*課題内容*: 以下の米空軍の空中給油機に関する本文のうち、「出典:U.S. Air Force」と「75機)を削減する」と発表。」の間の部分を、両端の語句を含めて一字一句変えずに出力してください。

*本文*:
米空軍はまもなく空中給油戦略に答えを出す予定で、この結果次第で「KC-46Aの将来」「KC-Y入札の実施」「KC-135の耐用年数延長」が決まる。因みに亀裂問題で納入停止になったKC-46Aはその後の検査で50機中11機で亀裂が見つかり、問題なしと確証が得られるまで納入は再開されない。
参考:As tanker plans remains uncertain, today’s Air Force refuelers may fly past their 100th birthday
参考:Embraer ready to step up KC-390 tanker investment for US, pending NGAS decision
この結果次第でKC-Yの運命と(NGASで更新する一部の)KC-135の耐用年数を2050年以降に延長するかどうかが決まる
米空軍の空中給油能力は計450機以上のKC-10とKC-135で構成され、これを近代化するためKC-10の退役とKC-46Aの導入が進み、現在は空中給油能力はKC-135とKC-46Aで構成されているものの「KC-135の後継機=KC-X」に関する方針は定まっておらず、このニーズも従来型のKC-Y(現在のTanker Recapitalization)と専用設計でステルスを追求したKC-Z(現在のNGAS)に別れ、空軍とBoeingは差し迫ったKC-Yのニーズ(150機前後)を満たすためのKC-46Aの追加調達を希望しているが、度重なる品質問題、欠陥や不具合の発覚、修正努力の遅延の影響でKC-46Aは議会の信用を完全に失ってしまった。

出典:U.S. Air Force photo by Tech. Sgt. Abigail Klein
そのため議会は「契約で約束した最大調達数(179機)を超える追加調達」を禁止し、KC-46AとKC-Zのギャップを埋めるブリッジタンカー(KC-Y)を「競争入札で新たに選定しろ」と要求、これは致命的な欠陥や不具合がなく信頼性が高いA330MRTTとの競争入札を意味し、これを実施して公平な評価を下せば「信頼性」と「将来性」でA330MRTTが勝利するのはほぼ確実なため、空軍は「KC-Zを優先するためKC-Yの調達(150機→75機)を削減する」と発表。
これはKC-YにA330MRTT(米空軍仕様=LMXT)提案するLockheed Martin/Airbus陣営の採算割れ(最小100機)を狙ったもので、最終的にLockheed MartinはLMXTからの撤退を決めたものの、Airbusは単独でもKC-Yへの入札に応じる構えだが、結局のとろこNGASの能力と実用化時期が明確にならないと「KC-Y入札を実施するのかどうか」「KC-Yの調達規模」「遅れるKC-Y調達に合わせたKC-135の耐用年数延長」などが定まらず、全くと言っていいほど「KC-Y入札の話」は進んでいない。

*データ部分*:
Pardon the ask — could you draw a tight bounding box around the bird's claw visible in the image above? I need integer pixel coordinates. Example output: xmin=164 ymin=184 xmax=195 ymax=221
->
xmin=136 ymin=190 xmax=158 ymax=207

*回答*:
出典:U.S. Air Force photo by Tech. Sgt. Abigail Klein
そのため議会は「契約で約束した最大調達数(179機)を超える追加調達」を禁止し、KC-46AとKC-Zのギャップを埋めるブリッジタンカー(KC-Y)を「競争入札で新たに選定しろ」と要求、これは致命的な欠陥や不具合がなく信頼性が高いA330MRTTとの競争入札を意味し、これを実施して公平な評価を下せば「信頼性」と「将来性」でA330MRTTが勝利するのはほぼ確実なため、空軍は「KC-Zを優先するためKC-Yの調達(150機→75機)を削減する」と発表。